[Task statement] Return the data below in full, matching every line exactly.

(Input for this task)

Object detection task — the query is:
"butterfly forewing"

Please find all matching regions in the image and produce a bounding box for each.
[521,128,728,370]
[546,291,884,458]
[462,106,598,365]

(End Input for this task)

[Task solution]
Object detection task — the query is:
"butterfly forewing"

Please find all matching regions in the image and produce a bounding box for each.
[521,128,728,370]
[546,291,884,458]
[462,106,598,365]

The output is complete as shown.